**Задания**.
**a)** Ответьте на вопросы по фрагменту о конгрессе «Вольта»:
(i) На какие темы постоянно соскальзывало обсуждение?
(ii) Кто созвал участников на эту встречу?
(iii) Каким назван в тексте вопрос, который предстояло обсудить?
**b)** Изложите в виде списка абзац фрагмента о конгрессе «Вольта», начинающийся словами «К этому критическому замечанию», сохранив его основные факты.

**Фрагмент текста**.
###
К сожалению, как раз такие вопросы мы не обсуждали, а постоянно соскальзывали на всякие опасные темы, все дальше отклоняясь в сторону от предмета наших прений.

К этому критическому замечанию по адресу конгресса «Вольта» и нас, его участников, следует добавить и другое: наши добрые друзья итальянцы, созвавшие нас на эту встречу, по какой-то не совсем ясной причине неправильно истолковали ее цель. Они никак не могли взять в толк, что перед ними — и перед нами — стояла куда более простая задача, чем им казалось. Вопрос, который предстояло обсудить, не имел ни политической, ни националистической, ни футуристической, ни пессимистической окраски — это был сугубо театральный вопрос. Нам же, людям искусства, цель была совершенно ясна: мы собрались тут для того, чтобы установить факты, касающиеся нынешнего положения и возможных путей развития театра и драмы во всех странах. И вот этого-то мы не сделали!
###
**Записанные данные**.
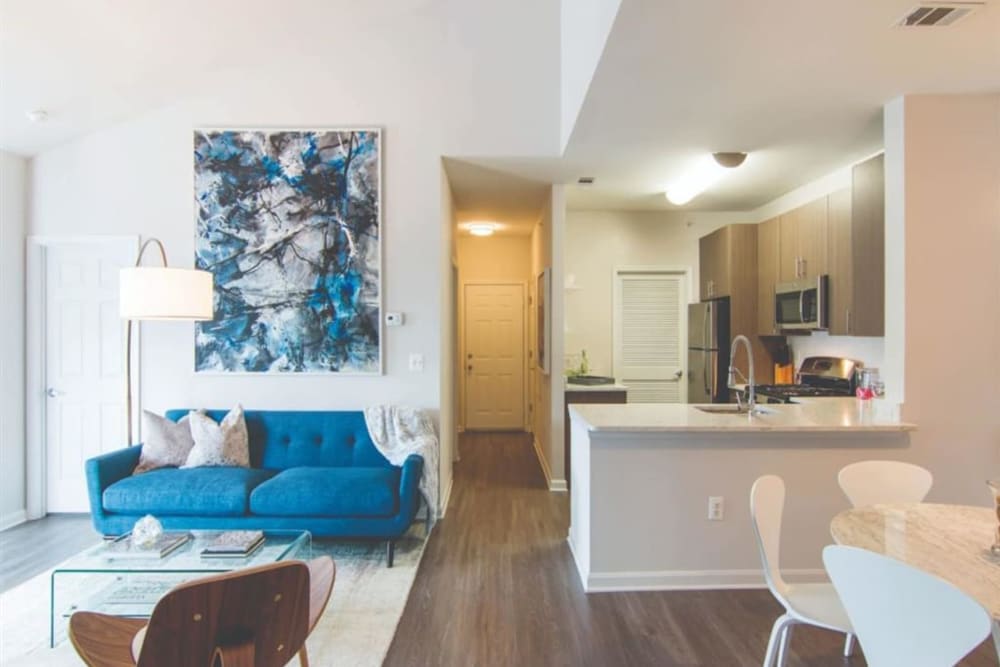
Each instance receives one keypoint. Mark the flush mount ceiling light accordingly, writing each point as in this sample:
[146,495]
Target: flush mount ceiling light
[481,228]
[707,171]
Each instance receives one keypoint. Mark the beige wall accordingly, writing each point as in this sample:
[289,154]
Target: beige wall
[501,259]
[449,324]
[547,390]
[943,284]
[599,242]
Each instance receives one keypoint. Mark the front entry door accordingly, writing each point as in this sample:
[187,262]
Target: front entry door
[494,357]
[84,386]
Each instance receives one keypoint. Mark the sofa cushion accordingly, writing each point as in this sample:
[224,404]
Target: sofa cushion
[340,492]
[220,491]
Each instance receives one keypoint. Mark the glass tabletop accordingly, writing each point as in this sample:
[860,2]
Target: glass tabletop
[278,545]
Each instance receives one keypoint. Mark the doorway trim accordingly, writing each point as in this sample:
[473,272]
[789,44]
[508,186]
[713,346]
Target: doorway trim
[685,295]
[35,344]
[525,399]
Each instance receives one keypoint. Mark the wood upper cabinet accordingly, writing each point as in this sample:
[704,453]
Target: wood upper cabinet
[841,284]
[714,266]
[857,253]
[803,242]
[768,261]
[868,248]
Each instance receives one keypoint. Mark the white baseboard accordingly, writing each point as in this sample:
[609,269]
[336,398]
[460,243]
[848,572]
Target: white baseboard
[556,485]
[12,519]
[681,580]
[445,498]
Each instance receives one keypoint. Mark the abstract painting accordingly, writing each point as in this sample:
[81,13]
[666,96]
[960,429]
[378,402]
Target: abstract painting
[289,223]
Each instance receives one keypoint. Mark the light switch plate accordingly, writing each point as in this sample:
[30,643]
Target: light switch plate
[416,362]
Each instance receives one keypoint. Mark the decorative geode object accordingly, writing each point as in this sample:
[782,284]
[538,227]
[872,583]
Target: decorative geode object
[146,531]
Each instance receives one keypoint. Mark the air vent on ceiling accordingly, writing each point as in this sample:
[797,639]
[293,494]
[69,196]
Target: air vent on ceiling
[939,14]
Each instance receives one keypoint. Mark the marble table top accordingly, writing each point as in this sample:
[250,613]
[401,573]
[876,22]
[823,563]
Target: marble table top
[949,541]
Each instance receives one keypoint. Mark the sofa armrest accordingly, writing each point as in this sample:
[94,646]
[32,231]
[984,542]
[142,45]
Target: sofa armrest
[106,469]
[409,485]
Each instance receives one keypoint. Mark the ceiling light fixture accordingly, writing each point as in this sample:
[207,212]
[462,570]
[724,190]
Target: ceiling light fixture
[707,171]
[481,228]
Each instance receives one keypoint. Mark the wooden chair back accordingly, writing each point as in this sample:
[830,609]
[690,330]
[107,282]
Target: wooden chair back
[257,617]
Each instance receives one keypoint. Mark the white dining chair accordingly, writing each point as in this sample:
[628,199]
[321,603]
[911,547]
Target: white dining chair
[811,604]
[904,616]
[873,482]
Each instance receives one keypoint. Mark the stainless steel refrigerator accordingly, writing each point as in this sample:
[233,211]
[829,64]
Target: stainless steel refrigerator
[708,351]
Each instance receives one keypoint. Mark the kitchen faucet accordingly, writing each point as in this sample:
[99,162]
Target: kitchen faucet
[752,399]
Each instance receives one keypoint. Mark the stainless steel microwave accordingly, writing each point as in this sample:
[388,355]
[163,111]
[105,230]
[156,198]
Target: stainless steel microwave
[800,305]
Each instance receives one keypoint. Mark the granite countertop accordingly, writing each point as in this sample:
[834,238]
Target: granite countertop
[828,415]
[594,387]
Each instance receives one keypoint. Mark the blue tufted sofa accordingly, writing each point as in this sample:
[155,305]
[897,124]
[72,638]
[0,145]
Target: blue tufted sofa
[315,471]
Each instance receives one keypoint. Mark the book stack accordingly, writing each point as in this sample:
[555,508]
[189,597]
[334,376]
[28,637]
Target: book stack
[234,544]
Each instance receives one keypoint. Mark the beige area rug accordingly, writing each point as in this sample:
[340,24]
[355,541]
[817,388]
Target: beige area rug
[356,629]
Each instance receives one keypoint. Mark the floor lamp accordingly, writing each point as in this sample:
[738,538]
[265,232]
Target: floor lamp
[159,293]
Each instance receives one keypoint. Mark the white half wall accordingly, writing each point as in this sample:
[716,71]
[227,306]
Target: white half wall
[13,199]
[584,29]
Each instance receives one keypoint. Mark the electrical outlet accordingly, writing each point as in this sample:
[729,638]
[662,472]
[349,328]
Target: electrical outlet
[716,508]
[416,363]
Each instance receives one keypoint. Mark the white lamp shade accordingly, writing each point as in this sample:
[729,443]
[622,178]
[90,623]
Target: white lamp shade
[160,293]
###
**Ответы к заданиям**.
**a)**
(i) На всякие опасные темы.
(ii) Итальянцы.
(iii) Сугубо театральным.

**b)**
- К критике конгресса «Вольта» и его участников добавляется ещё одно замечание.
- Итальянцы, созвавшие встречу, по не совсем ясной причине неправильно истолковали её цель.
- Задача была проще, чем им казалось.
- Вопрос не имел ни политической, ни националистической, ни футуристической, ни пессимистической окраски: он был сугубо театральным.
- Людям искусства цель была ясна: установить факты о нынешнем положении и возможных путях развития театра и драмы во всех странах.
- Этого сделано не было.